(Excerpts of location labeling data)
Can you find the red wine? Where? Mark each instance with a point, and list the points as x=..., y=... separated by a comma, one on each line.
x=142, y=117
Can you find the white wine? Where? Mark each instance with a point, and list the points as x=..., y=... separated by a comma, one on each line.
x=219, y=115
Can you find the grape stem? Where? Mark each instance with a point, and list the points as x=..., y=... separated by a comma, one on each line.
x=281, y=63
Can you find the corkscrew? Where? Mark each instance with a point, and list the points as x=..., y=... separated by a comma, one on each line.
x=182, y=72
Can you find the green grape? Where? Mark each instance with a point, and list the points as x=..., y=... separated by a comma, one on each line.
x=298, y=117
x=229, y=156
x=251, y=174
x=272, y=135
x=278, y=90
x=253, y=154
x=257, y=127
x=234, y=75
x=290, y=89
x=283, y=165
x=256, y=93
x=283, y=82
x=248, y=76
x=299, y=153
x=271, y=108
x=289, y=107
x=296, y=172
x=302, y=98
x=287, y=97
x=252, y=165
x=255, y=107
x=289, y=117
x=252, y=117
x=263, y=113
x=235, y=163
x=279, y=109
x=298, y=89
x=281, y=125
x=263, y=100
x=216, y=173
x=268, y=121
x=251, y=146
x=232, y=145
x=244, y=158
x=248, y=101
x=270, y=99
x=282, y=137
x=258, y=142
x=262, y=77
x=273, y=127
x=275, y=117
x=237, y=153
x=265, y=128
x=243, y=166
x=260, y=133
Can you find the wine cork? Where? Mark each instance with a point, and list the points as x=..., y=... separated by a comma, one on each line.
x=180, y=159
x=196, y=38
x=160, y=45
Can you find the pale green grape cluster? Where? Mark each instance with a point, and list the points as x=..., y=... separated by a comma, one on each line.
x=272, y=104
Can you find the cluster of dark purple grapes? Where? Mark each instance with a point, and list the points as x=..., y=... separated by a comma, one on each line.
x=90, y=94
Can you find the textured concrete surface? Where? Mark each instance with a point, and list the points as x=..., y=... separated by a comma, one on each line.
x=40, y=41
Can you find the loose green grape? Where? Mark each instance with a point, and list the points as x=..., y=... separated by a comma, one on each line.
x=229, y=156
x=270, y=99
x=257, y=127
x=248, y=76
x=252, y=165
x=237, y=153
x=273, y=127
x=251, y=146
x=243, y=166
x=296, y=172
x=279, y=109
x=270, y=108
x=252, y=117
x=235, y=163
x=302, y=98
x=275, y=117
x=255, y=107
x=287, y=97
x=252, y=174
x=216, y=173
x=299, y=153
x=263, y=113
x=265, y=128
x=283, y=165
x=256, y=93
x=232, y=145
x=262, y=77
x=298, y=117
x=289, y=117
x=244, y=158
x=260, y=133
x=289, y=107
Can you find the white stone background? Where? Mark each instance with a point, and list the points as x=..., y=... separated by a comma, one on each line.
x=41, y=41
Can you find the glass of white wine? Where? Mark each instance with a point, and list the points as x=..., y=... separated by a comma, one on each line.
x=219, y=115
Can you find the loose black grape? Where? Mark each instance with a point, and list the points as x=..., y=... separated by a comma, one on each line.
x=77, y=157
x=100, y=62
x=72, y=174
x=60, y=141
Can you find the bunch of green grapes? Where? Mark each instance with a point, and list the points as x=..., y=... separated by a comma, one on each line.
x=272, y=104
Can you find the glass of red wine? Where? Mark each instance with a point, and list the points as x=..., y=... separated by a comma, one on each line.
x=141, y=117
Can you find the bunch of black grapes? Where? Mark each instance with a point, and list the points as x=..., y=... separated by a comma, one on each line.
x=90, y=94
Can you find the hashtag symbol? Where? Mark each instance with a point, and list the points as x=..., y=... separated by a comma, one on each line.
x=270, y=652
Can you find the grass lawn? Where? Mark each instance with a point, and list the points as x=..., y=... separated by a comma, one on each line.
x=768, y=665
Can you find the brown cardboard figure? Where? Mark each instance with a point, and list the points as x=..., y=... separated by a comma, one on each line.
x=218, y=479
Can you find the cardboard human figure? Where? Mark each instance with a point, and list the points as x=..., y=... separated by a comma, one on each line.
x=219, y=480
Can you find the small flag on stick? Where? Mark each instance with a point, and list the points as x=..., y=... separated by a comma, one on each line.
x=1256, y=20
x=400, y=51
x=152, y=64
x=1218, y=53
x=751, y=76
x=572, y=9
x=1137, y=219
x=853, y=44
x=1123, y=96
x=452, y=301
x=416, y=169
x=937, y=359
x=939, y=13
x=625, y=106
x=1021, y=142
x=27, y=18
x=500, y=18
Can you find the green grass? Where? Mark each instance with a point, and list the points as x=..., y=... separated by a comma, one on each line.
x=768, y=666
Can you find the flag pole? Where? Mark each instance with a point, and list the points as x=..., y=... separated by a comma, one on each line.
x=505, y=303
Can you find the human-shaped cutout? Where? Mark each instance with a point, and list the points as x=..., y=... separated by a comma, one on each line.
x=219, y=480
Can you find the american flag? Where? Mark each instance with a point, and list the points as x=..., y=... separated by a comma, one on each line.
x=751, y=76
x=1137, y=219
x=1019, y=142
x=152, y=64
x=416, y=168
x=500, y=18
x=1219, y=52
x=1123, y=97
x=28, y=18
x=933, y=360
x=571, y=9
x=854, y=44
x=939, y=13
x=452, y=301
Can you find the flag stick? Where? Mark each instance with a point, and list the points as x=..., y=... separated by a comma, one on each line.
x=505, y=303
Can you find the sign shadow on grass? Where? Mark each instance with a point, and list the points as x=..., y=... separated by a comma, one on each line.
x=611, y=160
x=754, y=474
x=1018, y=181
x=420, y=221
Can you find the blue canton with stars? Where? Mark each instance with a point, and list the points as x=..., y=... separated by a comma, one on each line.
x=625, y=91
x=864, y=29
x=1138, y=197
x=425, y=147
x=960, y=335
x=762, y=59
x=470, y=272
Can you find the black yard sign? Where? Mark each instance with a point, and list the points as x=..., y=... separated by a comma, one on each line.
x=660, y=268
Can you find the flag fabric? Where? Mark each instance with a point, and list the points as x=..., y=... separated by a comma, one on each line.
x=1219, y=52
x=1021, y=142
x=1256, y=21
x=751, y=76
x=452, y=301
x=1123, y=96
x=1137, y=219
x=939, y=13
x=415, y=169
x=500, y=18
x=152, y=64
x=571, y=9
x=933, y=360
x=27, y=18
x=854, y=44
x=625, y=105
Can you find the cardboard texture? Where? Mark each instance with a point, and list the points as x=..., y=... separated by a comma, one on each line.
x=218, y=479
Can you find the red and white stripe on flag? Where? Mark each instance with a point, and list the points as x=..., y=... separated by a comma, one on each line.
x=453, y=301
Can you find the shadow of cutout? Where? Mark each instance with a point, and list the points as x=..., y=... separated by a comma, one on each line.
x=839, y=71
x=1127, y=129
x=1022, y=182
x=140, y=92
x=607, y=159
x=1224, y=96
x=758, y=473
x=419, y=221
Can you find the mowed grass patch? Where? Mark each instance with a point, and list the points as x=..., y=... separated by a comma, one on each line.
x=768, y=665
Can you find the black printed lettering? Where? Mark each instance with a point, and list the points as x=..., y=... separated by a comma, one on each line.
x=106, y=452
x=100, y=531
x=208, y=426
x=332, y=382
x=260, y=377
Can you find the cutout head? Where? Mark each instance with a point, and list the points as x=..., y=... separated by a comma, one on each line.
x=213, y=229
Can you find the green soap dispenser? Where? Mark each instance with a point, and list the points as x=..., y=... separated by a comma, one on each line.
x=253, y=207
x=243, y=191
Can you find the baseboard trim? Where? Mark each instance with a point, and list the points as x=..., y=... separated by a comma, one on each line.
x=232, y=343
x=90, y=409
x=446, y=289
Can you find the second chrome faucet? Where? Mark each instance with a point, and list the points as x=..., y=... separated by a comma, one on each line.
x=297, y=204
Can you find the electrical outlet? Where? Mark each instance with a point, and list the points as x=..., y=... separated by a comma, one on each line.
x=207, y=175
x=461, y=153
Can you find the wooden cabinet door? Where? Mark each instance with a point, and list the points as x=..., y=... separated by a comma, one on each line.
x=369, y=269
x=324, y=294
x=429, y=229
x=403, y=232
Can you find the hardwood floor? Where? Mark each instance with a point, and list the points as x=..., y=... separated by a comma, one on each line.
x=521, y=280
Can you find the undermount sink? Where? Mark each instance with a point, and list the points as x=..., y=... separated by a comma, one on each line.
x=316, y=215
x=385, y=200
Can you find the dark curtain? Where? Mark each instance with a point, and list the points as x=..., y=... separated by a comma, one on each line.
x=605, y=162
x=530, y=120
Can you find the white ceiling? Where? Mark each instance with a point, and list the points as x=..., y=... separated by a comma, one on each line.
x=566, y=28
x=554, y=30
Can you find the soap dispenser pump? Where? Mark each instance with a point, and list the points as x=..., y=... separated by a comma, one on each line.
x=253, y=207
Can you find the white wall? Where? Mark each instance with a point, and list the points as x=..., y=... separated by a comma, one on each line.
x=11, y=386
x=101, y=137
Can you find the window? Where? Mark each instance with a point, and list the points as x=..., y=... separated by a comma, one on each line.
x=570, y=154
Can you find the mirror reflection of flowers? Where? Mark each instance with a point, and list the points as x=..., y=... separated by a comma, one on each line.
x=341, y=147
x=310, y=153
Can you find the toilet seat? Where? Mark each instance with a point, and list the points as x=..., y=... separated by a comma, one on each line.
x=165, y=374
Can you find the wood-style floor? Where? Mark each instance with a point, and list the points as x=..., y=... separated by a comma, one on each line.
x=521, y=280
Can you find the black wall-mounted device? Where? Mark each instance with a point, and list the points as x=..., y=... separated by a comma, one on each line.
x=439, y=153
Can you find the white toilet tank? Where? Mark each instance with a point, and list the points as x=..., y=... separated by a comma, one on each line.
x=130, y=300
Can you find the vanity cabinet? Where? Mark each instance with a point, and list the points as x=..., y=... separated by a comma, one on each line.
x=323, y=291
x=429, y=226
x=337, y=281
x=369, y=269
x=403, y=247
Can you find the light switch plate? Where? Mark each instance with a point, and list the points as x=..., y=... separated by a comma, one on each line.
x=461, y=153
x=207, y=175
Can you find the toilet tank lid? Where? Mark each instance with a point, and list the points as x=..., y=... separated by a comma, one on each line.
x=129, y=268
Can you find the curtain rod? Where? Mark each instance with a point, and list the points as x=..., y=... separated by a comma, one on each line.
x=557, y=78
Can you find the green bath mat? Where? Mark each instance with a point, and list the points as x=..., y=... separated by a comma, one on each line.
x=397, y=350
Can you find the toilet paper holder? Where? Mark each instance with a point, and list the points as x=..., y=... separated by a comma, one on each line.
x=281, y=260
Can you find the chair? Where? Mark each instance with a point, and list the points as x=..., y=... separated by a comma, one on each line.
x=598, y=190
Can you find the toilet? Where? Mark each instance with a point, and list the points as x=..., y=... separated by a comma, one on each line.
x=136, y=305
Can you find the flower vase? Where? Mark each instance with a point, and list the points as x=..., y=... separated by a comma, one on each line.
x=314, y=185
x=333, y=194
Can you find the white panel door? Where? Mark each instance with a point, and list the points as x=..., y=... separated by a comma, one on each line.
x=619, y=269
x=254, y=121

| Task description |
Return the lines of the items above exactly, from the line with "Can you find the american" to the line with "x=420, y=221", both included.

| Result for this exercise |
Can you find the american flag? Where? Mark each instance with a point, and list the points as x=..., y=... separated by a comma, one on each line.
x=751, y=76
x=1137, y=219
x=1019, y=142
x=152, y=64
x=416, y=168
x=500, y=18
x=1219, y=52
x=1123, y=97
x=28, y=18
x=933, y=360
x=571, y=9
x=854, y=44
x=939, y=13
x=452, y=301
Can you find the flag stick? Where? Mark each instance with a point, and list the points as x=..., y=... separated by a comma, one on each line.
x=505, y=303
Can you find the sign shadow on grass? Where? Mark each instance with a point, and list the points as x=..., y=... separated by a comma, one on each line.
x=611, y=160
x=754, y=474
x=1018, y=181
x=420, y=221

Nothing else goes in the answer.